▶ [Records to process]
= Beginning of Section =
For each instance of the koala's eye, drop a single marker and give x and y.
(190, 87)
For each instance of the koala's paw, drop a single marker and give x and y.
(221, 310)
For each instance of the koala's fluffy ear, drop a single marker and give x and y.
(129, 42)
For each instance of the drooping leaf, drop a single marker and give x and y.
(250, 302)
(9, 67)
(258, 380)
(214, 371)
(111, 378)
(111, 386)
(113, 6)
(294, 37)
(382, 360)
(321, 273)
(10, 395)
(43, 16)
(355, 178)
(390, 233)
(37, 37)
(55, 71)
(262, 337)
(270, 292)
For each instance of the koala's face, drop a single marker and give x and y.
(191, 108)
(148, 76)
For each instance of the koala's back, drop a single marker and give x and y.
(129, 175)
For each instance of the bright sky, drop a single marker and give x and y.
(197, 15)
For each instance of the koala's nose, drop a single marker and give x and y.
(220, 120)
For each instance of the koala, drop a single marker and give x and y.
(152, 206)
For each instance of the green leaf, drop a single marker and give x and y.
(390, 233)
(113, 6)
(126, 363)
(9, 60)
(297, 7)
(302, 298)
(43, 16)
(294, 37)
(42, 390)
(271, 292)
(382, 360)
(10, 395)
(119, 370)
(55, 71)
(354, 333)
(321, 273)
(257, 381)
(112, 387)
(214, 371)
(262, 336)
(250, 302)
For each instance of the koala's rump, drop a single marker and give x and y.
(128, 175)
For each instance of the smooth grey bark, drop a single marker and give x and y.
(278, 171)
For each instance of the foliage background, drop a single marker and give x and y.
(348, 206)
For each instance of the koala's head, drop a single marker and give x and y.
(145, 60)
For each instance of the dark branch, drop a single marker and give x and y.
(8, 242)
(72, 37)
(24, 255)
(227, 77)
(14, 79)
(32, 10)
= End of Section =
▶ [Task requirements]
The answer is to be the lines from the one holding "For each instance of the green" through the end of the data above, transcribed character for character, both ends included.

▶ [The completed task]
For each instance of the green leaf, drop a single marker and give x and y.
(390, 233)
(113, 6)
(126, 363)
(9, 60)
(297, 7)
(302, 298)
(43, 16)
(294, 37)
(42, 390)
(271, 292)
(382, 360)
(10, 395)
(119, 370)
(55, 71)
(354, 333)
(321, 273)
(257, 381)
(112, 387)
(214, 371)
(262, 336)
(250, 302)
For each instance of the koala's rump, drop a single marker and give x and y.
(128, 175)
For each instance of the smooth grey bark, drop a single marker and give x and y.
(278, 171)
For each instance of the foliage background, drop a single marker and give x and y.
(348, 206)
For each instance of the koala's head, drop a single marker and give x and y.
(145, 60)
For each instance of the dark branch, drop a single marker and give x and y.
(8, 242)
(72, 37)
(24, 255)
(227, 77)
(14, 79)
(32, 10)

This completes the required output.